**RECORDS FOR THE TASK:**
--

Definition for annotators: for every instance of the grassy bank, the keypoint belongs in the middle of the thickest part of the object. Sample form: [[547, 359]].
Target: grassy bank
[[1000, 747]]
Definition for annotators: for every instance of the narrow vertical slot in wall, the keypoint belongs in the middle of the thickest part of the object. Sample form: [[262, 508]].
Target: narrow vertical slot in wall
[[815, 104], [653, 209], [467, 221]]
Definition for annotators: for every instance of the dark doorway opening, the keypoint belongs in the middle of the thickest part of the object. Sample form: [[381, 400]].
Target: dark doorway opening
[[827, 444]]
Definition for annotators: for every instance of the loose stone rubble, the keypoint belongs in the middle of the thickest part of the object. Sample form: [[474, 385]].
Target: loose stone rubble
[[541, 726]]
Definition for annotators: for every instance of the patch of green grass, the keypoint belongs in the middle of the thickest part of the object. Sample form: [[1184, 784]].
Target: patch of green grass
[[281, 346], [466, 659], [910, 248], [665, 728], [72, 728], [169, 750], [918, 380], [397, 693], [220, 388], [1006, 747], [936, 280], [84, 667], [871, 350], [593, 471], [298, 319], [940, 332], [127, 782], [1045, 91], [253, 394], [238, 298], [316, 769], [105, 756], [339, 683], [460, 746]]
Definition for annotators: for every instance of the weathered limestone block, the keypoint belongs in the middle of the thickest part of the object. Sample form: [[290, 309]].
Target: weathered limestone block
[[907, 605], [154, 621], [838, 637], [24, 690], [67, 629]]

--

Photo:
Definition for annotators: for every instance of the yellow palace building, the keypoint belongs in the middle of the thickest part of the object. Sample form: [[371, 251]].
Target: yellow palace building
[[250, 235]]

--

**AIM OF THE TASK:** Find and copy each line above holding "every".

**RESPONSE:**
Definition for annotators: for every instance of the grassy bank, the keypoint belongs in the middle of the thickest part of the object. Sample form: [[547, 359]].
Definition for annotators: for every instance of the narrow vertical slot in wall, the keypoint belongs in the middle of the thickest part of the object. Sample form: [[262, 508]].
Definition for annotators: for every instance of the dark doorway opening, the keypoint belongs in the middle of the thickest part of the object. Sample form: [[381, 400]].
Definition for annotators: for every instance of the loose stone rubble, the keypoint belongs in the middle of the thickest part of the object. Sample form: [[474, 385]].
Definition for annotators: for every instance of the patch of green grass, the keypoint belongs in the middle of the thickest part of the object. Sample form: [[1184, 784]].
Definition for annotators: for every instance of the weathered limestone block, the keypoint belongs in the middle of the thickest part of the object. Sample form: [[290, 309]].
Definition for annotators: for every instance of the yellow palace building, the keypoint belongs in the middle of the thickest part of the object. Sample form: [[371, 251]].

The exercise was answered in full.